▶ **Extrait fourni**:
>>
Déclaration
En avril 1989, la volonté politique du régime du dictateur Ould Taya a pris un tournant, dans sa logique d’épuration ethnique avec des proportions sans précédent, dans l’histoire politique de la Mauritanie indépendante. Avril 1989 fut ainsi le résultat d’un système politique dont l’objectif fondamental est de faire de la Mauritanie un pays exclusivement arabe, donc débarrassée de sa composante négro-africaine. Le caractère raciste du système, même sous des gouvernements modérés, n’a fait aucun doute. Ould Taya, avec son dispositif militaro-policier encadré par un nationalisme arabe pervers, a mis en œuvre une machine de guerre tournée contre ses compatriotes, dépossédés de leur citoyenneté, de leur identité et de leur humanité.
Des dates symboliques ont marqué à jamais la mémoire des veuves et des orphelins de la Communauté noire-africaine, par la violence des pratiques de répression, d’emprisonnement, de torture et de mise à mort avec comme ultime solution, la déportation de centaines de milliers de Mauritaniens noirs au Sénégal et au Mali.
<<
▶ **Consigne**: Extrayez en entier et sans aucune modification la déclaration ci-dessus sur avril 1989 en Mauritanie.

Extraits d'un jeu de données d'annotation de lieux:
>>
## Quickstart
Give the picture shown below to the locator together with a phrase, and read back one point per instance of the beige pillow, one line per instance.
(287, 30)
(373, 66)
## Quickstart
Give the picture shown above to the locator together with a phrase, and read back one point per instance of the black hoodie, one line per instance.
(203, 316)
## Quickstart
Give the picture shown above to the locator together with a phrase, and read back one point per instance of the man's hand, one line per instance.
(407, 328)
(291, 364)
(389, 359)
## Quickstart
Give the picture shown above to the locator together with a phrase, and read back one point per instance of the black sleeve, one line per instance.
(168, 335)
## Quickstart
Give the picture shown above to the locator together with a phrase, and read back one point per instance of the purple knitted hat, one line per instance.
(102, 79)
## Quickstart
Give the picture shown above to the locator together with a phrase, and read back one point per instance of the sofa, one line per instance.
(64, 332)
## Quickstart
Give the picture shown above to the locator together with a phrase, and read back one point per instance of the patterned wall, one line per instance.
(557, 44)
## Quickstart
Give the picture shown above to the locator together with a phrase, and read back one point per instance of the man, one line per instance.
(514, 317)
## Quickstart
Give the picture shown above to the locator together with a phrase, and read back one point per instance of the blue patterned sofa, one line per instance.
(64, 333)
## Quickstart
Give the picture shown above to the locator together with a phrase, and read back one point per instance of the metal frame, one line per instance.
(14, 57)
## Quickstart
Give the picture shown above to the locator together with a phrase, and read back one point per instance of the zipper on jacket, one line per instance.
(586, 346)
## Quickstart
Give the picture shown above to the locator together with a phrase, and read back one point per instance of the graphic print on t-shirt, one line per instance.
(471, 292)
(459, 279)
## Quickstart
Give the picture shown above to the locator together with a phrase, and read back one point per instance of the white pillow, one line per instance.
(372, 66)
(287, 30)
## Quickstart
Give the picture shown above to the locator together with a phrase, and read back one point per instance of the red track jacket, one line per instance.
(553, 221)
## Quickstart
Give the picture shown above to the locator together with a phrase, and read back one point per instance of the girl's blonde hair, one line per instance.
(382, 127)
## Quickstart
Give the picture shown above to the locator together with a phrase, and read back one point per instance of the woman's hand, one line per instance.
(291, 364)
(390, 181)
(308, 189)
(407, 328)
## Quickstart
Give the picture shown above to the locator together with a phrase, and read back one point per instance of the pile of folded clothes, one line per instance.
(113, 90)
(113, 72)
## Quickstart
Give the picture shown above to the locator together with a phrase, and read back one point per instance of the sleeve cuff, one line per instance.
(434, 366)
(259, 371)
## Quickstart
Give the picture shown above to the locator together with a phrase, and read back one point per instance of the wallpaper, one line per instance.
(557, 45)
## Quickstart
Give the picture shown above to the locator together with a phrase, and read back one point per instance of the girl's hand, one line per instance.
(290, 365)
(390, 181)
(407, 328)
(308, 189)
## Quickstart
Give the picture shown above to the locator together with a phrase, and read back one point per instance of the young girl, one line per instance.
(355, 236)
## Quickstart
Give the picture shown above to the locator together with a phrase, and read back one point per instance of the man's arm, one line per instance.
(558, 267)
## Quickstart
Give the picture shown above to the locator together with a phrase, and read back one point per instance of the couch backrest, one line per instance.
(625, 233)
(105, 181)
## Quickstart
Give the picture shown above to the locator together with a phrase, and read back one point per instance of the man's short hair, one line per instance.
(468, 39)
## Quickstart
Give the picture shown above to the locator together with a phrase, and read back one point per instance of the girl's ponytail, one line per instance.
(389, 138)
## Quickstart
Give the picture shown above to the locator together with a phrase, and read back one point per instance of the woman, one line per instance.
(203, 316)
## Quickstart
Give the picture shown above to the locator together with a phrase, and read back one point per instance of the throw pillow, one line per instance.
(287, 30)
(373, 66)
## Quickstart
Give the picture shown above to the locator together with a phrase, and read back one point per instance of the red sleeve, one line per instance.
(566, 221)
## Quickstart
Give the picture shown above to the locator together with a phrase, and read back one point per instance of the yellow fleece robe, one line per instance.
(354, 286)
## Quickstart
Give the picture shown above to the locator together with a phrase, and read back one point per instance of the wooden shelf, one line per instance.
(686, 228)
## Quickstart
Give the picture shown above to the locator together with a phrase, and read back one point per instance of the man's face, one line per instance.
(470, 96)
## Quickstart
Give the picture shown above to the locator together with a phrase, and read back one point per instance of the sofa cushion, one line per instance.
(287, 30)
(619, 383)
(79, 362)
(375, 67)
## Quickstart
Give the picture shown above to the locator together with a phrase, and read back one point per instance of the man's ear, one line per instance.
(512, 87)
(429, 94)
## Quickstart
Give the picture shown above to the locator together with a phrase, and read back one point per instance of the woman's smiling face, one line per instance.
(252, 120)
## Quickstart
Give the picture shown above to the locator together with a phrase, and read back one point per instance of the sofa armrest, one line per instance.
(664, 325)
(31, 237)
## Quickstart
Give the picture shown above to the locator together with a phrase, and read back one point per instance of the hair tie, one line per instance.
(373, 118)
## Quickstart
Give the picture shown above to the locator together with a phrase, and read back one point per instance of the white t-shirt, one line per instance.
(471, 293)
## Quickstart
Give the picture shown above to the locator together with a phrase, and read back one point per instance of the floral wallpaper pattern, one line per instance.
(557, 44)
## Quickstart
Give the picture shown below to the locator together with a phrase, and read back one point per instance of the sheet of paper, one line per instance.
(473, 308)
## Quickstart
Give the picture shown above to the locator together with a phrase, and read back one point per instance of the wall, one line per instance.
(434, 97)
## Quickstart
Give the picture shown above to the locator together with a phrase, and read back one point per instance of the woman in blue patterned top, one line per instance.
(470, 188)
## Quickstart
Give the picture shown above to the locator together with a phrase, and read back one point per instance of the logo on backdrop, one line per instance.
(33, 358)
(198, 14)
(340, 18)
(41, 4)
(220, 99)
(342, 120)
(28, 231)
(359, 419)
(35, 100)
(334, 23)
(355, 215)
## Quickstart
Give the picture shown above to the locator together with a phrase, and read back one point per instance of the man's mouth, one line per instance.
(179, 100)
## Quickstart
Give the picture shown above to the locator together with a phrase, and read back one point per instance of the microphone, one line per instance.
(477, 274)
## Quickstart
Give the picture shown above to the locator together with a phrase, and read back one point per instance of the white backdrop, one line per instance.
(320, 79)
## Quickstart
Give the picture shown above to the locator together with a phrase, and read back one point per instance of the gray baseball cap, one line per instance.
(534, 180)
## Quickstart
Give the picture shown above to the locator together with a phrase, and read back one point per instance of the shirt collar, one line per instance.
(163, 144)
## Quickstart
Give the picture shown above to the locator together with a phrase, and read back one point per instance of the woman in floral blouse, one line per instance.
<<
▶ **Solution proposée**:
Déclaration
En avril 1989, la volonté politique du régime du dictateur Ould Taya a pris un tournant, dans sa logique d’épuration ethnique avec des proportions sans précédent, dans l’histoire politique de la Mauritanie indépendante. Avril 1989 fut ainsi le résultat d’un système politique dont l’objectif fondamental est de faire de la Mauritanie un pays exclusivement arabe, donc débarrassée de sa composante négro-africaine. Le caractère raciste du système, même sous des gouvernements modérés, n’a fait aucun doute. Ould Taya, avec son dispositif militaro-policier encadré par un nationalisme arabe pervers, a mis en œuvre une machine de guerre tournée contre ses compatriotes, dépossédés de leur citoyenneté, de leur identité et de leur humanité.
Des dates symboliques ont marqué à jamais la mémoire des veuves et des orphelins de la Communauté noire-africaine, par la violence des pratiques de répression, d’emprisonnement, de torture et de mise à mort avec comme ultime solution, la déportation de centaines de milliers de Mauritaniens noirs au Sénégal et au Mali.